→ **WHAT TO PRODUCE**
Copy every line of the data exactly, leaving nothing out.

::: MATERIAL PROVIDED

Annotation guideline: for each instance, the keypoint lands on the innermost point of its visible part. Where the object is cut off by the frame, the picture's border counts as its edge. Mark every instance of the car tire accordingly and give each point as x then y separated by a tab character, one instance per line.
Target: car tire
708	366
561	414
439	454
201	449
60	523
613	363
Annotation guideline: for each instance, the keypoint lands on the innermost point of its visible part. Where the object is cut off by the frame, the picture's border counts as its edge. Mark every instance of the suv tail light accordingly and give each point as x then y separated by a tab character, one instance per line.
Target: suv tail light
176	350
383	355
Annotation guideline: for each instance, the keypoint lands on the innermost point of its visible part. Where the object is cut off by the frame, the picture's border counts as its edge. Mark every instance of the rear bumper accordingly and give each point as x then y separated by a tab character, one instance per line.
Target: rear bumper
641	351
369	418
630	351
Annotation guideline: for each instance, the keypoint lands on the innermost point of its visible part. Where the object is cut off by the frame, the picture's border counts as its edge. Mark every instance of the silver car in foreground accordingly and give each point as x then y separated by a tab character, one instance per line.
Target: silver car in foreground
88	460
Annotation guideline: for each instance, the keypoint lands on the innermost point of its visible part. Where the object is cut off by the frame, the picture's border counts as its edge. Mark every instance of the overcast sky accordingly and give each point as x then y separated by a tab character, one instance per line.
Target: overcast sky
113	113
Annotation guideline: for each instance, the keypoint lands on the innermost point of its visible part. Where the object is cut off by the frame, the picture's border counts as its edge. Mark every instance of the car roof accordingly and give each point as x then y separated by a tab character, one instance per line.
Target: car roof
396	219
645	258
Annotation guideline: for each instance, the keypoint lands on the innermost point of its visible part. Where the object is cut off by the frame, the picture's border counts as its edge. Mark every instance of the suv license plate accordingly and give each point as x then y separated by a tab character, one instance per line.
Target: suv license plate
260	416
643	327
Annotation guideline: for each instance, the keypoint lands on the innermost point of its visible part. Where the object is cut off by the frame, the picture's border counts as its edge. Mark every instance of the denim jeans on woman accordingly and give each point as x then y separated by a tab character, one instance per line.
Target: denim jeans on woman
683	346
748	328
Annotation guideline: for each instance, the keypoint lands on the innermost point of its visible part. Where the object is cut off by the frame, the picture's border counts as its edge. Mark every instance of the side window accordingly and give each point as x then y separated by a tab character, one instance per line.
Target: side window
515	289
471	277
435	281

::::::

→ **YOUR RESPONSE**
Annotation guideline: for each instance, the keypoint lands on the innermost point of its visible part. Where the object is cut off by the frame, the picture's border counts as its edge. Mark every instance of the car tire accordingly and give each point as x then y separated by a tab character, one instance per line.
Target: car tire
708	366
561	414
439	454
201	449
60	523
613	363
Annotation guideline: for each instance, the keypoint lands on the innermost point of its visible part. Where the object is cut off by the frame, the picture's border counts as its edge. Mark every instance of the suv tail light accordingly and give each point as x then y separated by a tab character, one instance per line.
Target: suv tail light
176	350
383	355
Annotation guideline: for each instance, the keypoint lands on the innermost point of its visible part. Where the object is cut off by the frame, the picture's border counts as its edge. Mark every instance of the rear bumper accordingly and give each point as x then y separated by a tab character, one instance per line.
Target: rear bumper
641	351
369	418
630	351
Annotation guideline: for each instance, the keypoint lands on the innermost point of its visible part. Where the object is cut off by the frame, the picture's border counts as its edge. Mark every instance of the silver car in foreground accordingly and give each point as x then y separated by a tab character, one instance per line.
Target: silver car in foreground
88	460
Annotation guideline: for each instance, the keypoint lands on the innermost point of its visible part. Where the object is cut off by the frame, the picture's border counts as its edge. Mark every instance of the overcast sky accordingly and give each point as x then y separated by a tab character, one instance per line.
Target: overcast sky
113	113
Annotation guideline: for each instance, the keypoint lands on the innermost point of its visible part. Where the object is cut off by the frame, the picture's border counts as its edge. Mark every instance of the car roof accordingly and give each point as x then y separated by a tab character, one instance per line.
Target: car roof
396	219
645	258
Annotation guideline: for each instance, the keypoint lands on the innermost point of its visible part. Where the object is cut off by the frame, the picture's border counts as its edge. Mark every instance of the suv license plate accordingly and give each point as x then y separated by a tab character, one instance per line.
Target: suv license plate
260	416
643	327
Annotation guideline: for each instance, the keypoint lands on the innermost point of its visible part. Where the object is cut off by the frame, the picture's border counts as its edge. Mark every instance of the denim jeans on woman accordingly and give each point as x then y separated by a tab character, one instance per line.
Target: denim jeans on woman
683	346
748	328
Annotation guideline: for each instance, the keypoint lands on the innermost point of its visible part. Where the object is cut off by the frame, the picture's border counts as its edge. Mark every instance of the side window accordingly and give each point as x then y separated by a tab character, one instance per line.
Target: side window
515	289
471	277
435	281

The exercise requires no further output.